— BEGIN —

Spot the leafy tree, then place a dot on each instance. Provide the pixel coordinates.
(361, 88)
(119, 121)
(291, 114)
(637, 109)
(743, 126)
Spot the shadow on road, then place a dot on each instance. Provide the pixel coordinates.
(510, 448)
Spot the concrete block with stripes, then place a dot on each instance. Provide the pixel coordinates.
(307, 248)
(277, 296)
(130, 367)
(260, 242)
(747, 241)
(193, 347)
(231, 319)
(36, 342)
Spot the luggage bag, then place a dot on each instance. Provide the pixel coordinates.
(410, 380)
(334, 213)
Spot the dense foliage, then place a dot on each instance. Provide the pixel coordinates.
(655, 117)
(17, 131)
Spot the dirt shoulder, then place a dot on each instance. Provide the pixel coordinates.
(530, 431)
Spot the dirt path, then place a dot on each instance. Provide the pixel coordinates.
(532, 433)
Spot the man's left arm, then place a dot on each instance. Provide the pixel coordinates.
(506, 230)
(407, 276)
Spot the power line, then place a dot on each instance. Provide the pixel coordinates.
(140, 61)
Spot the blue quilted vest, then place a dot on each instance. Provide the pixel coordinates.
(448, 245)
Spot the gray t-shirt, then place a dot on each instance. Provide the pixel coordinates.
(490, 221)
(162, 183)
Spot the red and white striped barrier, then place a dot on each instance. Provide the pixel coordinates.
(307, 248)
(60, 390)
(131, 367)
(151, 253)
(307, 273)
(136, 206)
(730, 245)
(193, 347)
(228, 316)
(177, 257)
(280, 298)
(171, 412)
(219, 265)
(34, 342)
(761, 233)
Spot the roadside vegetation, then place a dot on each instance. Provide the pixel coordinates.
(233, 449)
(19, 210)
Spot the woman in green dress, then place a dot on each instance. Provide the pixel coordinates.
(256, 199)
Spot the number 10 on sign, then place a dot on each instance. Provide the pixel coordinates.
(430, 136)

— END —

◆ **Request**
Can you repeat verbatim every line from the one containing "Spot the number" through the last line of the items, both ends included?

◆ **Full response**
Spot the number 10 on sign, then place a dot on each instance. Provide the pixel coordinates.
(430, 136)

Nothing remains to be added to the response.